* Written problem: Rewrite the entries below, changing every "even-odd" to "nonzero" and leaving all other text unchanged.

(Spatial annotation entries)
# # # # #

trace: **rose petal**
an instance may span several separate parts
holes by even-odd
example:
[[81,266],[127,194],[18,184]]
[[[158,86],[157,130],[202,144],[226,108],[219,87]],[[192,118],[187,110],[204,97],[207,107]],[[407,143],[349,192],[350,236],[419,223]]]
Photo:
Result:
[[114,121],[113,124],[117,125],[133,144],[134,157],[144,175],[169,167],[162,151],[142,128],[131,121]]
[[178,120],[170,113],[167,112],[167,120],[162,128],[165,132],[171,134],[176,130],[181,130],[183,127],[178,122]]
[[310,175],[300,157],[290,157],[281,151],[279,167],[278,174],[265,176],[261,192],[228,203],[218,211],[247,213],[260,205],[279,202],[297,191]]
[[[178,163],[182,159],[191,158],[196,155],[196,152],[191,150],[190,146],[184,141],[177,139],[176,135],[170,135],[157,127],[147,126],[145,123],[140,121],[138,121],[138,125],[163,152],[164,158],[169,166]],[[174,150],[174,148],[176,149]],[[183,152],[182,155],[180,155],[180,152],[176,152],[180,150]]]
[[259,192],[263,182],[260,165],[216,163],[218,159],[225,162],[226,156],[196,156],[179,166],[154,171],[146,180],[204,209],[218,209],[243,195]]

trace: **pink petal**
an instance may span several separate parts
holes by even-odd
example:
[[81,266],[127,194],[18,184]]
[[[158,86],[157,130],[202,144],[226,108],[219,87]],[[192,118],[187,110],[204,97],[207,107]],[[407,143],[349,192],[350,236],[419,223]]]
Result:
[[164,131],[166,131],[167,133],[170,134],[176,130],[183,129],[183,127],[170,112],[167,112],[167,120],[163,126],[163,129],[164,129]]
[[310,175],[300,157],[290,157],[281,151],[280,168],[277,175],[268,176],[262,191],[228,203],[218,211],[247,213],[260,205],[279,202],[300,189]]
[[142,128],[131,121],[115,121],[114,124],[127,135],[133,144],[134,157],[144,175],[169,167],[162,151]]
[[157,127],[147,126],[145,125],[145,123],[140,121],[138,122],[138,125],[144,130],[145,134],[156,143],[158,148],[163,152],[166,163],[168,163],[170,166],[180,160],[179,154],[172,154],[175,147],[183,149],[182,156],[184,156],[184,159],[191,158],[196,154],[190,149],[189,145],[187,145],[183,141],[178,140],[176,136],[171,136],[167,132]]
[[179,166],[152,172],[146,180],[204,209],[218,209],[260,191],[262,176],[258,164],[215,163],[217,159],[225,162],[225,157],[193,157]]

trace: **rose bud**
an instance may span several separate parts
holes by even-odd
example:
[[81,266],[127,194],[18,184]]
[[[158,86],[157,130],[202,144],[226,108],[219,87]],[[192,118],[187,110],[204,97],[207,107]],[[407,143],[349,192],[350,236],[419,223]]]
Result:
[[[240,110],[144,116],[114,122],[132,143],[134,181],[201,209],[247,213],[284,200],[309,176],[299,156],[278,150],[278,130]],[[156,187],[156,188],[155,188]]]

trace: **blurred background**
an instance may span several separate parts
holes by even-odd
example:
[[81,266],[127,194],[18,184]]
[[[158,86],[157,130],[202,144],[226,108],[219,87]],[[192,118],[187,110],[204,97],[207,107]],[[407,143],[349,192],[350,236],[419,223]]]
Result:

# # # # #

* Reply to the task:
trace: **rose petal**
an instance may span several separate parts
holes by nonzero
example:
[[81,266],[127,194],[18,184]]
[[[158,86],[157,130],[202,144],[226,108],[219,87]],[[192,118],[187,110],[204,97],[207,107]],[[407,143],[349,192],[350,236],[419,223]]]
Photo:
Result:
[[114,121],[113,124],[117,125],[133,144],[134,157],[144,175],[169,167],[162,151],[142,128],[131,121]]
[[178,120],[170,113],[167,112],[167,120],[162,128],[165,132],[171,134],[176,130],[181,130],[183,127],[178,122]]
[[310,175],[300,157],[290,157],[281,151],[279,167],[278,174],[265,176],[261,192],[228,203],[218,211],[247,213],[260,205],[279,202],[297,191]]
[[[178,163],[182,159],[191,158],[196,155],[196,152],[191,150],[190,146],[184,141],[177,139],[176,135],[170,135],[157,127],[147,126],[145,123],[140,121],[138,121],[138,125],[163,152],[164,158],[169,166]],[[174,150],[174,148],[176,149]],[[183,152],[182,155],[180,155],[180,152],[176,152],[180,150]]]
[[259,192],[263,182],[260,165],[216,163],[218,159],[225,162],[226,156],[196,156],[179,166],[154,171],[146,180],[204,209],[218,209],[243,195]]

trace: **pink petal**
an instance may span several separate parts
holes by nonzero
example:
[[81,266],[127,194],[18,184]]
[[[158,86],[157,130],[202,144],[226,108],[219,87]],[[192,118],[187,110],[204,97],[207,107]],[[407,143],[349,192],[350,236],[419,223]]]
Result:
[[164,131],[166,131],[167,133],[170,134],[176,130],[183,129],[183,127],[170,112],[167,112],[167,120],[163,126],[163,129],[164,129]]
[[310,175],[300,157],[290,157],[281,151],[280,168],[277,175],[268,176],[262,191],[228,203],[218,211],[247,213],[260,205],[279,202],[300,189]]
[[142,128],[131,121],[115,121],[114,124],[127,135],[133,144],[134,157],[144,175],[169,167],[162,151]]
[[157,127],[147,126],[145,125],[145,123],[140,121],[138,122],[138,125],[144,130],[145,134],[156,143],[158,148],[163,152],[166,163],[168,163],[170,166],[180,160],[179,154],[172,154],[175,147],[183,149],[182,156],[184,156],[184,159],[191,158],[196,154],[190,149],[189,145],[187,145],[183,141],[178,140],[176,136],[171,136],[167,132]]
[[179,166],[152,172],[146,180],[204,209],[218,209],[260,191],[262,176],[258,164],[215,163],[217,159],[225,162],[225,157],[193,157]]

trace: **rose bud**
an instance may span several separate parts
holes by nonzero
example:
[[81,266],[127,194],[18,184]]
[[[158,86],[157,130],[202,144],[226,108],[219,87]],[[192,118],[187,110],[204,97],[207,107]],[[407,143],[349,192],[350,236],[419,223]]]
Result:
[[[240,110],[144,116],[114,122],[132,143],[134,181],[201,209],[247,213],[284,200],[309,176],[299,156],[278,150],[278,130]],[[156,187],[156,188],[155,188]]]

trace: **blurred background**
an instance may span several separate parts
holes by nonzero
example:
[[81,266],[127,194],[18,184]]
[[[158,86],[157,130],[202,144],[226,108],[219,87]],[[192,118],[187,110],[204,97],[207,107]],[[407,143],[349,192],[350,236],[419,223]]]
Result:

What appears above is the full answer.